SUPPLIED MATERIAL -
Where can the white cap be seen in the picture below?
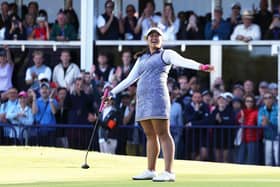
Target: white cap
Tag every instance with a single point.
(154, 29)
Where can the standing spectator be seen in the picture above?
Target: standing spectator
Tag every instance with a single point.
(44, 109)
(235, 17)
(248, 87)
(127, 64)
(5, 108)
(248, 30)
(169, 24)
(107, 129)
(197, 113)
(130, 22)
(223, 137)
(267, 117)
(218, 29)
(109, 27)
(41, 31)
(62, 31)
(273, 33)
(263, 17)
(14, 29)
(147, 20)
(249, 148)
(65, 72)
(103, 71)
(33, 72)
(6, 69)
(21, 114)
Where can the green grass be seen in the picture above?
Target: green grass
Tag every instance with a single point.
(38, 166)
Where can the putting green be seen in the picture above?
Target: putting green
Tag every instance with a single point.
(41, 166)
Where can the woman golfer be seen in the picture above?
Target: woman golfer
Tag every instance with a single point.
(153, 103)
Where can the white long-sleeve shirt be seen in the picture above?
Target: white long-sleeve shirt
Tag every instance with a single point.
(169, 57)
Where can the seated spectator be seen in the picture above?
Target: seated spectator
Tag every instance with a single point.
(197, 113)
(147, 20)
(169, 24)
(29, 25)
(44, 109)
(6, 69)
(109, 27)
(15, 29)
(218, 29)
(130, 22)
(267, 117)
(41, 31)
(235, 17)
(33, 72)
(248, 30)
(273, 33)
(62, 31)
(66, 71)
(263, 17)
(21, 114)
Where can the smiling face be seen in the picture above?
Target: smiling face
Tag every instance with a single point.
(154, 41)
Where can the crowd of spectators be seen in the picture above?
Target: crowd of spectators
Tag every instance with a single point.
(65, 94)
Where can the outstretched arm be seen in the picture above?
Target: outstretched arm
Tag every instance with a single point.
(130, 79)
(172, 57)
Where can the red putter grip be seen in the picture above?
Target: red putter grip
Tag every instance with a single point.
(105, 95)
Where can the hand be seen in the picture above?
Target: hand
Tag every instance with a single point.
(206, 68)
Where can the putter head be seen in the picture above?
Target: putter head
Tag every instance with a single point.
(85, 166)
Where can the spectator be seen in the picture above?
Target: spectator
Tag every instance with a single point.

EXERCISE PROMPT -
Going through the entries, return every line holding the word "white".

PROBLEM SOLUTION -
Where can the white cap be seen in the picture below?
Target: white cap
Where can the white long-sleeve shirt be seen in the picture above?
Target: white long-sleeve shirt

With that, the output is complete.